_To do_. Print the stretch of the listing below from the line containing "Could you kindly annotate the stone retaining" through the line containing "Target: stone retaining", copying every character of those lines without change.

- - -

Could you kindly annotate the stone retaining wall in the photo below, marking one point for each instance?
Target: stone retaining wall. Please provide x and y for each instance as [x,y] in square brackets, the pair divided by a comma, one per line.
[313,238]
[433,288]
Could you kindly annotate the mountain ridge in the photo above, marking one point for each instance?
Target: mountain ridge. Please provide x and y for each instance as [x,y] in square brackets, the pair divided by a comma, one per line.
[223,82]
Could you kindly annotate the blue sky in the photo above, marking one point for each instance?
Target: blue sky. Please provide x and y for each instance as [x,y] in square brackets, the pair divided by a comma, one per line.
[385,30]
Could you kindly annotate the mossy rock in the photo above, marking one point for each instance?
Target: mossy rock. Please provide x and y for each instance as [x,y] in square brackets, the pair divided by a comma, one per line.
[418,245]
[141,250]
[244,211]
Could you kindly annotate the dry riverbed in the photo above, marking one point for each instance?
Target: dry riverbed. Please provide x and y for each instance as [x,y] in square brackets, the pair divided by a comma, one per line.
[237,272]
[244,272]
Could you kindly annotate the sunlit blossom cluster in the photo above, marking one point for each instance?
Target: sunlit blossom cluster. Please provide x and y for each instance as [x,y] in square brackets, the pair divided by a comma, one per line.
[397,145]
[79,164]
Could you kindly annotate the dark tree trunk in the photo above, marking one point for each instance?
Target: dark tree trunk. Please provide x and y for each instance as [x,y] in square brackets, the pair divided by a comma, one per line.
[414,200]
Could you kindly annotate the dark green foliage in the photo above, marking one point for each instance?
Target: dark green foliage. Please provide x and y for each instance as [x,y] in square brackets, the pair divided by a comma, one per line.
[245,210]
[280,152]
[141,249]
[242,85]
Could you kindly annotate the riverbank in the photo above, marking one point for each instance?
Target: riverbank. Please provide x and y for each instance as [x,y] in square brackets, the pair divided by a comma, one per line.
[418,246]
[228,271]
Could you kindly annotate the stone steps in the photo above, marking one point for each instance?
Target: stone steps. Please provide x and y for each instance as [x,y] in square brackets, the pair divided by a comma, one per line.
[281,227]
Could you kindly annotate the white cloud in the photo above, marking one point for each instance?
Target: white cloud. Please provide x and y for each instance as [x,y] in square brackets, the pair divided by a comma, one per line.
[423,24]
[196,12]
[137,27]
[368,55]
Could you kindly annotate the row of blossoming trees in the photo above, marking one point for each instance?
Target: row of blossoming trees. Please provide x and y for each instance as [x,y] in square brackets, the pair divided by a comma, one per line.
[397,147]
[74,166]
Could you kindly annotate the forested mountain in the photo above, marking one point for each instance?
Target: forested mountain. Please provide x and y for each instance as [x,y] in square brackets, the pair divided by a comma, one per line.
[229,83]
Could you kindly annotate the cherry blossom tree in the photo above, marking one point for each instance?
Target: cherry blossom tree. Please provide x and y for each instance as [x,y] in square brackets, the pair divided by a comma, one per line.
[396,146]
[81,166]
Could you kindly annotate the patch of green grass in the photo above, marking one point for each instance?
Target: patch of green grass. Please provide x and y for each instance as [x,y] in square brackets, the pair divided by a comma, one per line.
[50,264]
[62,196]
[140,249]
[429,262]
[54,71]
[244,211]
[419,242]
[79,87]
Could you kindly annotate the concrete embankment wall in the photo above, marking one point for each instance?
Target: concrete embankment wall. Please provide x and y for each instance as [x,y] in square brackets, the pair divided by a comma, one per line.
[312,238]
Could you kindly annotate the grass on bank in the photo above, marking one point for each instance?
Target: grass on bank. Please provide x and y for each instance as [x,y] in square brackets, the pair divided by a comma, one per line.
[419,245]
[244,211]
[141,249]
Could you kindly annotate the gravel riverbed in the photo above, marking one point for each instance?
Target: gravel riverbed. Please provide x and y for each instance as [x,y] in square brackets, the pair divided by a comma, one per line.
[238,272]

- - -

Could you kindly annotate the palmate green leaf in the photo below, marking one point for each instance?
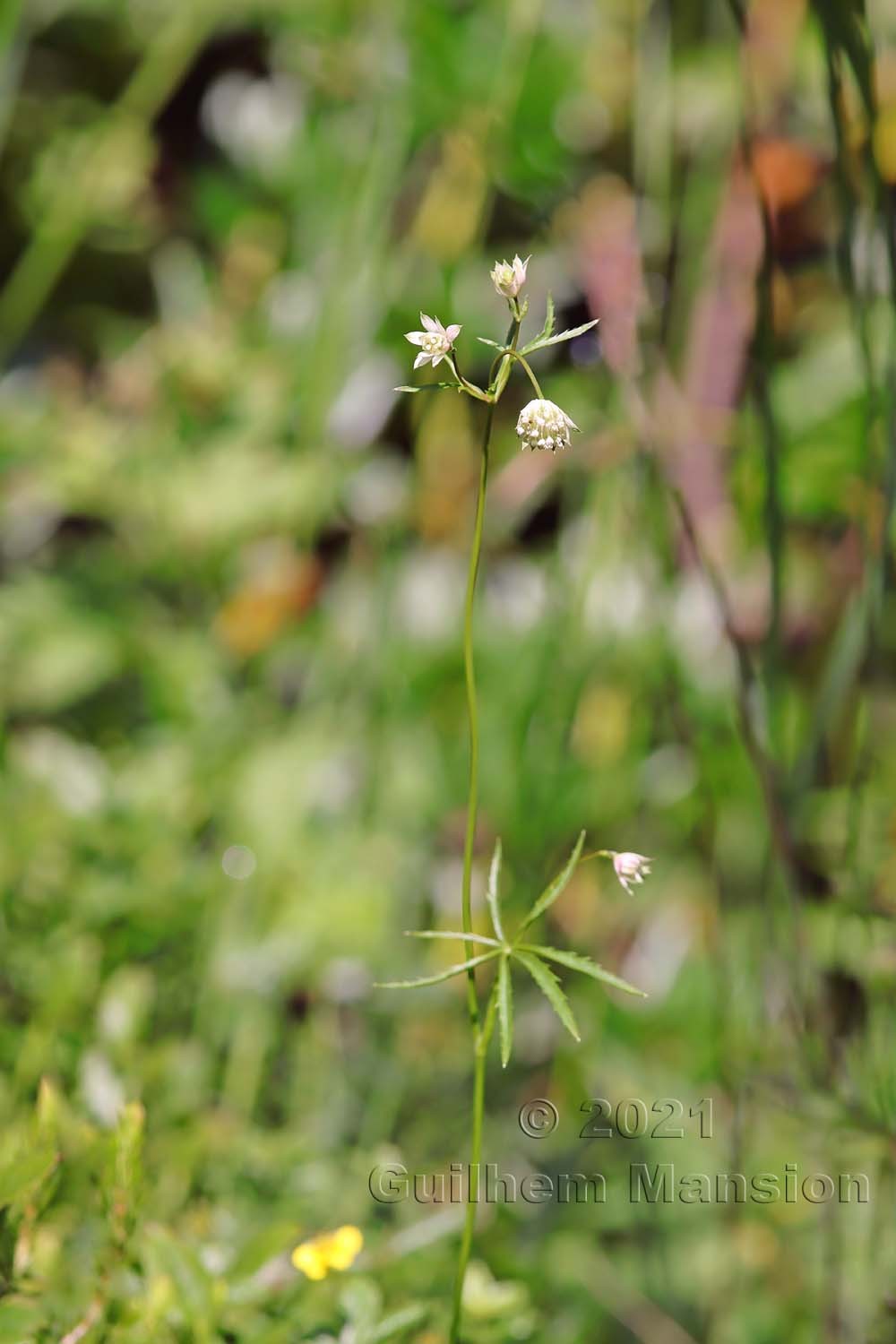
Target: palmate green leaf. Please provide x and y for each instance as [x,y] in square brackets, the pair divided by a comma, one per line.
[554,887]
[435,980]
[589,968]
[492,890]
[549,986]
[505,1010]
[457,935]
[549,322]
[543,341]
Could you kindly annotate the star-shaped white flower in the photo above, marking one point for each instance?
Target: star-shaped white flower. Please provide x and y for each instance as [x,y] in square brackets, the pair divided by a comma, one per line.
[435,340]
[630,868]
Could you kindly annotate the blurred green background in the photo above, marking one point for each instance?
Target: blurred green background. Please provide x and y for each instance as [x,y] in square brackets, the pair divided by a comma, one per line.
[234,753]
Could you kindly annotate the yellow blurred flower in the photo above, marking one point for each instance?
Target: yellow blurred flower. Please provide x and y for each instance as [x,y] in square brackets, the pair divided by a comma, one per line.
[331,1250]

- - -

_Reply to the task_.
Could you kindly annotate the stone retaining wall in the photo below, marking one point for each instance?
Target: stone retaining wall. Please provide x and y for each instance as [x,y] in square brackets, the pair divided by a comma, one per line.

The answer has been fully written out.